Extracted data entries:
⁂

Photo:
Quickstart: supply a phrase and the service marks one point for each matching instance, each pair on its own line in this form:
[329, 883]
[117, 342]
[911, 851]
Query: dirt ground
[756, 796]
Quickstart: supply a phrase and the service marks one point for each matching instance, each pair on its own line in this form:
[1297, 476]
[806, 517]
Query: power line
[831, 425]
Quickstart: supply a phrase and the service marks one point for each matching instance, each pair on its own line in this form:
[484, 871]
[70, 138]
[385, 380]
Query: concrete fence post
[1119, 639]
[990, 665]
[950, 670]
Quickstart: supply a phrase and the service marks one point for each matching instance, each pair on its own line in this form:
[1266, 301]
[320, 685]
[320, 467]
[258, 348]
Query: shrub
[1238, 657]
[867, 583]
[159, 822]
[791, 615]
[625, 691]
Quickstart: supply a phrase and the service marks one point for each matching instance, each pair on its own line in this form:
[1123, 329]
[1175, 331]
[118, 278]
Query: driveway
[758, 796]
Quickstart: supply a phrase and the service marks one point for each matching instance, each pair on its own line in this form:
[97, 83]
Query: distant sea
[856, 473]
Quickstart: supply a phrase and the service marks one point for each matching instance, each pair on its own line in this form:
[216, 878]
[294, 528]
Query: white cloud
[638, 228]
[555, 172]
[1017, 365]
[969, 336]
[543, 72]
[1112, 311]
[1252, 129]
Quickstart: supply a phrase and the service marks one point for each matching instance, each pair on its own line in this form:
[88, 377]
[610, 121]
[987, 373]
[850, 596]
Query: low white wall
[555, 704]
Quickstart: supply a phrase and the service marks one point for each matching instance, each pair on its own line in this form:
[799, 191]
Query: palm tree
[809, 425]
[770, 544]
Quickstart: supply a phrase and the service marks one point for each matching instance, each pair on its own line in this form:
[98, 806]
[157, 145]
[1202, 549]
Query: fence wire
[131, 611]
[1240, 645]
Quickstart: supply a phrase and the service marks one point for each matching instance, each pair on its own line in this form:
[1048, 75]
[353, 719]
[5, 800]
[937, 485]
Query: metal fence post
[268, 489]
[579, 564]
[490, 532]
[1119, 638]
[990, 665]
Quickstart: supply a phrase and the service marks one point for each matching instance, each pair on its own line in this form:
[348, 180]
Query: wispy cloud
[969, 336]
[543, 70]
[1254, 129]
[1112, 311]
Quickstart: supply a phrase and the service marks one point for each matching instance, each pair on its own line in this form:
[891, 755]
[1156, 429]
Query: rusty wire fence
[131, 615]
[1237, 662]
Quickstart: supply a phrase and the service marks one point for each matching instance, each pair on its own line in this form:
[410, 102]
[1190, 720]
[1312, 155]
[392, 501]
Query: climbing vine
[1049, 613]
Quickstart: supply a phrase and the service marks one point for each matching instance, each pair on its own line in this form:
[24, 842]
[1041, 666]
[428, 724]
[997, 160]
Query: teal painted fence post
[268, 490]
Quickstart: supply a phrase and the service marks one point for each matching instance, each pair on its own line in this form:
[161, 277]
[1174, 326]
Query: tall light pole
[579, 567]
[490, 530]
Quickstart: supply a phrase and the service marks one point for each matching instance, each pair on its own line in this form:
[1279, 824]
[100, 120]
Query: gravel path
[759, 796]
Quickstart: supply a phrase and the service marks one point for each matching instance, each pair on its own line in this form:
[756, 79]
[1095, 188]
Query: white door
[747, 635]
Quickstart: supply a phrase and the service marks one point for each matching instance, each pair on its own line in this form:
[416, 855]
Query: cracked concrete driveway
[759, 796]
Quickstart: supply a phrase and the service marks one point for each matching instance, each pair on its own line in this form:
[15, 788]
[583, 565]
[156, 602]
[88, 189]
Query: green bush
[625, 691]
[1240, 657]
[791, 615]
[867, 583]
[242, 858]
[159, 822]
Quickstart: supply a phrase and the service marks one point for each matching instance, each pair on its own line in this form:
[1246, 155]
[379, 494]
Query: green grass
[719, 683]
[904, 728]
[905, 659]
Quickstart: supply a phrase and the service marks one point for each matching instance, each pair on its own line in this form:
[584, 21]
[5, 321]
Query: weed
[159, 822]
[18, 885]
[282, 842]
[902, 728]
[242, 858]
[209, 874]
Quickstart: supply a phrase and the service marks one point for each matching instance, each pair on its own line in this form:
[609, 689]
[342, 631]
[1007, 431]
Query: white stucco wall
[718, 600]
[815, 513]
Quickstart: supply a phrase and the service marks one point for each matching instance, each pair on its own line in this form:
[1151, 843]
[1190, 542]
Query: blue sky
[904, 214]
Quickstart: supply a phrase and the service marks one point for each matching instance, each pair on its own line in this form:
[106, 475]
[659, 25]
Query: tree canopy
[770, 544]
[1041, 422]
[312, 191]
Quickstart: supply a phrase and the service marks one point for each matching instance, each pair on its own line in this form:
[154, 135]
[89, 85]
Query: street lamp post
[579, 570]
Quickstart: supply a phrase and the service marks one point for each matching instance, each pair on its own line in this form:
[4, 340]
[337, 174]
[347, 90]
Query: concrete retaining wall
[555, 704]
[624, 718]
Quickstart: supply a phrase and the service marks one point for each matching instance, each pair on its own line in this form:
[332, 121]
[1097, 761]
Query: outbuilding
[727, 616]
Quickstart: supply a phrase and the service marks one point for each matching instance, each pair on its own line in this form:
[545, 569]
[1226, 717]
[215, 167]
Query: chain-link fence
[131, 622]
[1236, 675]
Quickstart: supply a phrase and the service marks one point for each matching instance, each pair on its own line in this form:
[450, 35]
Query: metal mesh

⁂

Your assignment:
Copy all the records above exactly, missing none.

Your solution:
Photo:
Quickstart: supply a phrase and the service marks one point for each matching instance, each pair on its own line in this form:
[329, 883]
[117, 342]
[911, 851]
Query: dirt ground
[756, 796]
Quickstart: supply a phrase and the service marks one point for each matching instance, each pair on its own line in this form:
[1297, 476]
[806, 517]
Query: power line
[831, 425]
Quickstart: supply a phrase and the service marks one point for each matching instance, each pair on its own line in this form:
[484, 871]
[70, 138]
[385, 380]
Query: concrete fence post
[1119, 639]
[990, 665]
[950, 670]
Quickstart: supply a phrase and the service marks one point for each matching instance, each pair on its own line in this form:
[1266, 301]
[320, 685]
[320, 467]
[258, 348]
Query: shrub
[1238, 657]
[867, 583]
[159, 822]
[791, 615]
[625, 691]
Quickstart: supply a phrase and the service marks one point for each matching instance, each pair on its own line in this form:
[1123, 329]
[1175, 331]
[118, 278]
Query: driveway
[758, 796]
Quickstart: supply a phrase and the service marks one point for each matching instance, each pair on its own line in this form:
[97, 83]
Query: distant sea
[856, 473]
Quickstart: supply a phrase and the service marks one point for each matching instance, each pair on its own line in this form:
[216, 878]
[294, 528]
Query: white cloud
[638, 228]
[555, 172]
[1017, 365]
[969, 336]
[543, 72]
[1112, 311]
[1252, 129]
Quickstart: supply a phrase and the service marks one point for each matching instance, each pair on its own line in this form:
[88, 377]
[610, 121]
[987, 373]
[850, 596]
Query: low white wall
[555, 704]
Quickstart: supply a phrase and the service marks one point for each matching instance, each pair on its own line in this form:
[799, 191]
Query: palm tree
[809, 425]
[770, 544]
Quickstart: supply a phrase and the service marks one point for each matching instance, each pair on its own line in this form:
[98, 806]
[157, 145]
[1202, 549]
Query: fence wire
[131, 611]
[1240, 645]
Quickstart: supply a phrase and the service marks one point for each matching instance, each pair on its own line in this form:
[1048, 75]
[353, 719]
[5, 800]
[937, 485]
Query: metal fence post
[268, 489]
[579, 564]
[490, 532]
[1119, 638]
[990, 665]
Quickstart: supply a phrase and the service marks one point for each matching instance, each pair on its own line in this form:
[348, 180]
Query: wispy cloud
[969, 336]
[543, 70]
[1254, 129]
[1112, 311]
Quickstart: supply a phrase and the service marks one point for each matching instance, each pair on its own line in this form:
[891, 755]
[1156, 429]
Query: rusty wire fence
[131, 615]
[1237, 662]
Quickstart: supply a phrase and the service marks one point for each matching instance, each pair on its own line in this form:
[410, 102]
[1190, 720]
[1312, 155]
[392, 501]
Query: climbing vine
[1049, 613]
Quickstart: supply a phrase and the service marks one point for each matching instance, each pair on its own line in this form:
[24, 842]
[1041, 666]
[428, 724]
[997, 160]
Query: teal painted fence post
[268, 490]
Quickstart: supply a phrase and the service marks one point for each matching instance, each pair on its own line in this form:
[161, 277]
[1174, 326]
Query: tall light pole
[579, 567]
[490, 530]
Quickstart: supply a phrase and the service marks one point for each matching instance, each pair on its own line in this form:
[1279, 824]
[100, 120]
Query: gravel path
[759, 796]
Quickstart: supply a phrase and the service marks one point for each matching instance, each pair on its own line in this form:
[756, 79]
[1095, 188]
Query: white door
[747, 635]
Quickstart: supply a phrase and the service marks one point for each matching instance, each pair on its own line in this form:
[416, 855]
Query: cracked concrete driveway
[759, 796]
Quickstart: supply a phrase and the service marks one point for each matching instance, each pair on its own line in this form:
[15, 788]
[583, 565]
[156, 602]
[88, 189]
Query: green bush
[625, 691]
[1240, 657]
[791, 615]
[867, 583]
[242, 858]
[159, 822]
Quickstart: supply a phrase and the service marks one point for each matching instance, each pair on its own line in this form:
[1246, 155]
[379, 494]
Query: green grass
[719, 683]
[904, 728]
[905, 659]
Quickstart: supply a phrase and the service marks one point for each matching instance, each pair on its own line in this form:
[584, 21]
[5, 321]
Query: weed
[159, 822]
[18, 885]
[282, 842]
[902, 728]
[242, 858]
[209, 874]
Quickstart: supply a phrase and the service marks one point for each matching instance, each pair on its own line in this form:
[609, 689]
[342, 631]
[1007, 431]
Query: white stucco wall
[718, 600]
[815, 513]
Quickstart: supply a phrase and the service marks one point for each matching instance, each pair on its own line in this form:
[1151, 843]
[1190, 542]
Query: blue sky
[904, 214]
Quickstart: supply a phrase and the service marks one point for each matching instance, each pair on its own line in this form:
[106, 475]
[659, 25]
Query: tree canopy
[770, 544]
[1041, 422]
[312, 191]
Quickstart: supply a phrase and the service marks one point for each matching instance, each pair on its own line in this form:
[154, 135]
[89, 85]
Query: street lamp post
[579, 570]
Quickstart: supply a phrase and the service marks one point for each matching instance, each pair on its own line in this form:
[4, 340]
[337, 174]
[347, 90]
Query: concrete retaining wall
[555, 704]
[624, 718]
Quickstart: supply a phrase and the service marks one point for each matching instance, each pair on its own line in this form:
[332, 121]
[1097, 761]
Query: outbuilding
[727, 616]
Quickstart: supply a phrase and the service marks one point for each matching instance, each pair on its own line in this form:
[545, 569]
[1226, 717]
[215, 167]
Query: chain-link fence
[131, 622]
[1236, 675]
Quickstart: supply a phrase and the service marks one point for each matching instance, each pair on its own line in this form:
[450, 35]
Query: metal mesh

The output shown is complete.